··· EXCERPTED RECORDS

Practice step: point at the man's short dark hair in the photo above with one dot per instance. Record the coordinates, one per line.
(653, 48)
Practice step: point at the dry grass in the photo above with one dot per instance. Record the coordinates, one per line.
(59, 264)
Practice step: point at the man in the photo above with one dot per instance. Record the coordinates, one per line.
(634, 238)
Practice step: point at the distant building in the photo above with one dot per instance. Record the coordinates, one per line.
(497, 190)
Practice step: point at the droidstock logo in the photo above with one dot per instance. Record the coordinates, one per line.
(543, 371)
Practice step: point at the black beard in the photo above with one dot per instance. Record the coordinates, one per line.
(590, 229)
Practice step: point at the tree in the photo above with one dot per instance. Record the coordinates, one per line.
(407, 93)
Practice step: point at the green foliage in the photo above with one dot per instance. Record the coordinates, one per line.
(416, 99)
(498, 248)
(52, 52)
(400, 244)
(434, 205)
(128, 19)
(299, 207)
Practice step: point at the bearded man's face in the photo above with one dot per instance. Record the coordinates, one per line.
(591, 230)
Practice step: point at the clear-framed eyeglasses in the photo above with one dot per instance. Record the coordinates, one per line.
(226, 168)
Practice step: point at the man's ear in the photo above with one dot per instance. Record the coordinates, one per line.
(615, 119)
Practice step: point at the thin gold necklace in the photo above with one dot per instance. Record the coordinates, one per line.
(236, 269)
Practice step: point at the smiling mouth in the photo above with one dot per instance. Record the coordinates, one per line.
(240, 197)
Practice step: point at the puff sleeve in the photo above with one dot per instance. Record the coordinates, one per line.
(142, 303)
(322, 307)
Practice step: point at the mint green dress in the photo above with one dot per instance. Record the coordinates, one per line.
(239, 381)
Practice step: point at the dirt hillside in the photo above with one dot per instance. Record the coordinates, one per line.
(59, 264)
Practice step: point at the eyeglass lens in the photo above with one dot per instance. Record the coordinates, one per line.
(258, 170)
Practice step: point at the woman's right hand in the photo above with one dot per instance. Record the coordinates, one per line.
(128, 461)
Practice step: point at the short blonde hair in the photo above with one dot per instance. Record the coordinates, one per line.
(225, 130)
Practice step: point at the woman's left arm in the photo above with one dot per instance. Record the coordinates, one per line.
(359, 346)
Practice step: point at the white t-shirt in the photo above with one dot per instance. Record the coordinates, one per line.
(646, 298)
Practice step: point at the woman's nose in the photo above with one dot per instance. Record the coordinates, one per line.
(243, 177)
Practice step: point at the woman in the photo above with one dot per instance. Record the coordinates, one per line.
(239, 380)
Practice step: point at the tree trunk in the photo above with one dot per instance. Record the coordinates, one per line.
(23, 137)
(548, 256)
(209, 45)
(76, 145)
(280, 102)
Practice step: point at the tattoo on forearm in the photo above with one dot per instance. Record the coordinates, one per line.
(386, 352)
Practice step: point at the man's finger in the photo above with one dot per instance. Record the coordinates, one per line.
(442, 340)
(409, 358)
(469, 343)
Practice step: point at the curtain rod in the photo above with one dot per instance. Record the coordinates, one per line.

······

Your answer is the line containing "Practice step: point at the tree trunk" plus every line after it through the end of the entries, given again exactly and alone.

Practice step: point at the tree trunk in the photo above with one dot per instance. Record the coordinates, one per line.
(23, 137)
(548, 256)
(209, 45)
(76, 145)
(280, 102)
Practice step: point at the tattoo on forearm in the photo above with one dot per instance. Record the coordinates, one per line.
(386, 352)
Practice step: point at the man's finger in the photo above with one dot per instance. Record the coordinates, one per line.
(442, 340)
(409, 358)
(469, 343)
Practice step: point at the curtain rod in the photo above with one dot per instance. Record the coordinates, one per line.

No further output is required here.